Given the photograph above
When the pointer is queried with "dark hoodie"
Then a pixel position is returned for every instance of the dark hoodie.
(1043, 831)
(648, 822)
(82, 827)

┄┄┄┄┄┄┄┄┄┄┄┄┄┄┄┄┄┄┄┄

Please transcribe the records above in full, keeping every word.

Given the photograph above
When the pointer is queried with "dark hoodie"
Then a pixel position is returned for every instance of the dark hoodie.
(1043, 831)
(648, 822)
(82, 827)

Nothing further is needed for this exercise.